Extrahierte Einträge
====================

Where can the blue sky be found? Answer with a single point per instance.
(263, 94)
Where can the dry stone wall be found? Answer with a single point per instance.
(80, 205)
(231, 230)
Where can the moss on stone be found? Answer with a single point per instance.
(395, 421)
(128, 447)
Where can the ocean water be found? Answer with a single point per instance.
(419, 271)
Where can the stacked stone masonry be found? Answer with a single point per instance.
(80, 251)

====================

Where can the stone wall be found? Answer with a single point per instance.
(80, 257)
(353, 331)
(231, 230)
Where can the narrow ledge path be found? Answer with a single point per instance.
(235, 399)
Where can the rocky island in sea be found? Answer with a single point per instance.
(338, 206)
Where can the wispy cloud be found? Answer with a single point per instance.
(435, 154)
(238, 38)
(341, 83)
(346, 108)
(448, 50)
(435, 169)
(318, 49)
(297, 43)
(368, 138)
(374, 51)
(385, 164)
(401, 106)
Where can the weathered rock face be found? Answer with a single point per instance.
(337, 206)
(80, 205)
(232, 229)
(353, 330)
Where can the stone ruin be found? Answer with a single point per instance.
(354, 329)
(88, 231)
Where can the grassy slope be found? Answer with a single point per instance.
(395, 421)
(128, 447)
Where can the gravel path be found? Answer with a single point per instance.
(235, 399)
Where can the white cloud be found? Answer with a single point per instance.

====================

## AUFGABE
Ordne die Zeilen der Einträge, beginnend mit der Zeile, die „Where can the stone ruin“ enthält, und endend mit der Zeile, die „Where can the white“ enthält, als Markdown-Tabelle mit den Spalten „Nummer“ und „Eintragszeile“ an, wobei Leerzeilen entfallen.

## ERGEBNIS
| Nummer | Eintragszeile |
|---|---|
| 1 | Where can the stone ruin be found? Answer with a single point per instance. |
| 2 | (354, 329) |
| 3 | (88, 231) |
| 4 | Where can the grassy slope be found? Answer with a single point per instance. |
| 5 | (395, 421) |
| 6 | (128, 447) |
| 7 | Where can the gravel path be found? Answer with a single point per instance. |
| 8 | (235, 399) |
| 9 | Where can the white cloud be found? Answer with a single point per instance. |